Exercise details
Would you count the lines in the entries below that contain "before"? Reply with the number only.

Data records

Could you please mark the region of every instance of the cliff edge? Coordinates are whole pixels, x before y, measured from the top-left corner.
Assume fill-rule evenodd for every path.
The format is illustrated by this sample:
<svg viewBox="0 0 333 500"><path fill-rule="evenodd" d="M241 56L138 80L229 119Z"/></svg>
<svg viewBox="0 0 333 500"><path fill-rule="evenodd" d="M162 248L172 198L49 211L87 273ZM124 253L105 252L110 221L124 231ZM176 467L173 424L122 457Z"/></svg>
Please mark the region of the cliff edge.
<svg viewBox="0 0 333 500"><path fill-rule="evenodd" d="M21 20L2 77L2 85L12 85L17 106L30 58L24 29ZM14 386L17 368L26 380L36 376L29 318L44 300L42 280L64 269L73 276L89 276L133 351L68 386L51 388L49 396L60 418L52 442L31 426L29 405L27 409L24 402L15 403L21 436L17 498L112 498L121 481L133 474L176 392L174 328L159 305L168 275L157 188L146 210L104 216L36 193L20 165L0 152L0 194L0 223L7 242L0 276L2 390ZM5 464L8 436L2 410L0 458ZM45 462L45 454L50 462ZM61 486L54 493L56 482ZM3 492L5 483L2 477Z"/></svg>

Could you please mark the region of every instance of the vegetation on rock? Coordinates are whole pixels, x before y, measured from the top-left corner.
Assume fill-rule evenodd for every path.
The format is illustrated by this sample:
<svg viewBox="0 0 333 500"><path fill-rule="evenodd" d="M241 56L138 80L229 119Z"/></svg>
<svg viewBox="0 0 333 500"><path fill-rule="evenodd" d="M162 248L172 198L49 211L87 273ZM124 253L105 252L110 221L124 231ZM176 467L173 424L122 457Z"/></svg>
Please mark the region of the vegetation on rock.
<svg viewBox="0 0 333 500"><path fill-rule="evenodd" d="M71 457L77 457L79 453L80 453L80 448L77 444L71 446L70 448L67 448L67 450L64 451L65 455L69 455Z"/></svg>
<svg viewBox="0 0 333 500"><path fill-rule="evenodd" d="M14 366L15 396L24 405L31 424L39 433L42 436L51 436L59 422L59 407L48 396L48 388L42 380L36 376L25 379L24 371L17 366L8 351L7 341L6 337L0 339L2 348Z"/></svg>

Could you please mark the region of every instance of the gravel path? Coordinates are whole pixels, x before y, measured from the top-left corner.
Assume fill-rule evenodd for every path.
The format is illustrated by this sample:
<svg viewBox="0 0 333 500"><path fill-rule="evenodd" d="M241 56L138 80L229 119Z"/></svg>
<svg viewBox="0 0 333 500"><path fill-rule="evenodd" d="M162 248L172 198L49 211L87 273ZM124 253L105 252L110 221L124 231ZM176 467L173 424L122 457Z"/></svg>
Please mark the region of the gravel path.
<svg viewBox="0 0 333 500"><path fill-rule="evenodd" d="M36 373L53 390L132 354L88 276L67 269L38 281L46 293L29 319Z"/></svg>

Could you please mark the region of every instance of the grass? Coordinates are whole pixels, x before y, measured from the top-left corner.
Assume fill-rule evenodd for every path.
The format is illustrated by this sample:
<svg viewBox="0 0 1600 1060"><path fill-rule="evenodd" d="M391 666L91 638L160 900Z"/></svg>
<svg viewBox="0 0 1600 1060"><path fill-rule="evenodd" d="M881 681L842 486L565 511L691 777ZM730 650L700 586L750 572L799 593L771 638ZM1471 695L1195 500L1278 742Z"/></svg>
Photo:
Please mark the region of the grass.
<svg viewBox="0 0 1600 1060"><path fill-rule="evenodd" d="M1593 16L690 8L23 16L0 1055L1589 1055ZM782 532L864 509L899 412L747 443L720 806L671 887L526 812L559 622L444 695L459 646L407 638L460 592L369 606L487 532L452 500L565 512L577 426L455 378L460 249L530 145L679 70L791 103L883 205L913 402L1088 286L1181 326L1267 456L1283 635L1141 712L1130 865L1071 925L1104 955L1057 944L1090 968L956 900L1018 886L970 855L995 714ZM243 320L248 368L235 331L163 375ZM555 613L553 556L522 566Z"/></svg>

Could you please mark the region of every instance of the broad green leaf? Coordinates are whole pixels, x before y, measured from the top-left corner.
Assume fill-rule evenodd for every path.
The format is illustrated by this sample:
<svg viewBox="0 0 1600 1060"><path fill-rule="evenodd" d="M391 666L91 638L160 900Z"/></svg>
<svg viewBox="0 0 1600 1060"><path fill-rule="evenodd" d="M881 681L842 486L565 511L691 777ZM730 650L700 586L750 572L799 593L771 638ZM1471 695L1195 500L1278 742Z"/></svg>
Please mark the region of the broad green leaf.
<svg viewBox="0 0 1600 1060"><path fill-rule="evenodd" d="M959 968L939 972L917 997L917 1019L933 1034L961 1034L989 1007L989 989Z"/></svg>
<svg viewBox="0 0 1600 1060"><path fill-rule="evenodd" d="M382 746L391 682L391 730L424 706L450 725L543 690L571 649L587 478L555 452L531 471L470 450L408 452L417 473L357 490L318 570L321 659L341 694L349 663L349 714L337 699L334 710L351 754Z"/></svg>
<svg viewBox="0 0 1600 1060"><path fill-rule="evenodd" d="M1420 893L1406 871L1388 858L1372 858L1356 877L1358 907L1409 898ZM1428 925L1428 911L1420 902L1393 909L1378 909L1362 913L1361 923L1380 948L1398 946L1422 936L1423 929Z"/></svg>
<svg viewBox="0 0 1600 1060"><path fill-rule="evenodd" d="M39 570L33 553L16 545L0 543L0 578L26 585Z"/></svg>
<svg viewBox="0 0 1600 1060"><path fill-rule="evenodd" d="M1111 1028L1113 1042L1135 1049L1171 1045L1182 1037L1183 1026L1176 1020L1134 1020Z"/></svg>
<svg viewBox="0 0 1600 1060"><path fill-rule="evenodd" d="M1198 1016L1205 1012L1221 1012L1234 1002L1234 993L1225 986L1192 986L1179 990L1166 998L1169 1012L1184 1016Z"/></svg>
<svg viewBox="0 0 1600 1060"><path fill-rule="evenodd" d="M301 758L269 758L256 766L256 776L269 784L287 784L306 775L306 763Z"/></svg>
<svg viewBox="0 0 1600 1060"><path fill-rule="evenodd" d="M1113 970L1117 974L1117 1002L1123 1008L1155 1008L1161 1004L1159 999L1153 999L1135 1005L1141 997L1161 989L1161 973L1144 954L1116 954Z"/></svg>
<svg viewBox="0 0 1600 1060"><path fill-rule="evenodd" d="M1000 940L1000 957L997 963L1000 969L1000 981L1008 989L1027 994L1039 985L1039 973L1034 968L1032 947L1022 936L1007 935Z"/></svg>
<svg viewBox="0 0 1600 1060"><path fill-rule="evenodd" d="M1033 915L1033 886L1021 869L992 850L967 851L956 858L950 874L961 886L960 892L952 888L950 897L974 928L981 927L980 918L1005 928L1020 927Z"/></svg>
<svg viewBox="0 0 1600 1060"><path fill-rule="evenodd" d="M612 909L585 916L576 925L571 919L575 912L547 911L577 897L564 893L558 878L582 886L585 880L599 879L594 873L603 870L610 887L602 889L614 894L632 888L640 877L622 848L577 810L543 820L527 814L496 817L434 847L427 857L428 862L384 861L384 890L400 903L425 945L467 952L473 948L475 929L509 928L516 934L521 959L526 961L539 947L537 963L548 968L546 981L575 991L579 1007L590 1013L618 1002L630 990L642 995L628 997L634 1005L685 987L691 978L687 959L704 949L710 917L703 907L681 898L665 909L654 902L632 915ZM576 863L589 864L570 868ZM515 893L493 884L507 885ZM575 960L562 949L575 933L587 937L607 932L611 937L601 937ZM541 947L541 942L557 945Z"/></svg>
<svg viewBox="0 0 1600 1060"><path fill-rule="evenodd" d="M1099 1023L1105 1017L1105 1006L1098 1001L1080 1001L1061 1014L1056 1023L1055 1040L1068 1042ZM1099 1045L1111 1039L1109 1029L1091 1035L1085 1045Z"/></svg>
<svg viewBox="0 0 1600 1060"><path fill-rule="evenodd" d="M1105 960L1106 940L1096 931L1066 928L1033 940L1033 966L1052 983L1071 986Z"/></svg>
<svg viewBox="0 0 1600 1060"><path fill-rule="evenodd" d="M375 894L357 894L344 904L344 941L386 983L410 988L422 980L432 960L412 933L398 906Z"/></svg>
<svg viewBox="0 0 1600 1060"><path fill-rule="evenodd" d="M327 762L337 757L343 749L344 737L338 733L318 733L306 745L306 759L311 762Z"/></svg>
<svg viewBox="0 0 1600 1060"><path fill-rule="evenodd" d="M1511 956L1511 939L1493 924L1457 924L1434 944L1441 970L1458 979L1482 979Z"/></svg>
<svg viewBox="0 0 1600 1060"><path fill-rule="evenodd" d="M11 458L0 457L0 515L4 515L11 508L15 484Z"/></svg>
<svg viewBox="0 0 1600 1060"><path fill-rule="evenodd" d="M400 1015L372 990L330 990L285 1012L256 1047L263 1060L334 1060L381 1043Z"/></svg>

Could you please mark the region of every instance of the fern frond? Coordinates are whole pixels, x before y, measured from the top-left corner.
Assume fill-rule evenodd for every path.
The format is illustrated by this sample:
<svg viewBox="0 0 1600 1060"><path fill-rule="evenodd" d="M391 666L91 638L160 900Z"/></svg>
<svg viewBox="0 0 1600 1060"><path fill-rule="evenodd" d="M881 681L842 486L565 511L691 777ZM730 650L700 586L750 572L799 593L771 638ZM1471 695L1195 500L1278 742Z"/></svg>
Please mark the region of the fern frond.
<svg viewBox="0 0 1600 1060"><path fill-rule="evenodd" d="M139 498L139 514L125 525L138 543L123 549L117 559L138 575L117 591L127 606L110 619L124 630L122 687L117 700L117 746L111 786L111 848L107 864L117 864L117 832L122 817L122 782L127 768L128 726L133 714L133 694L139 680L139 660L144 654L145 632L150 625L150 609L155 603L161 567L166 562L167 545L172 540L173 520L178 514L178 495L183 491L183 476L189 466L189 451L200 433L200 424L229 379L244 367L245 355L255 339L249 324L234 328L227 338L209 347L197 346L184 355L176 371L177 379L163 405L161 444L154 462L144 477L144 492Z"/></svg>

Output
6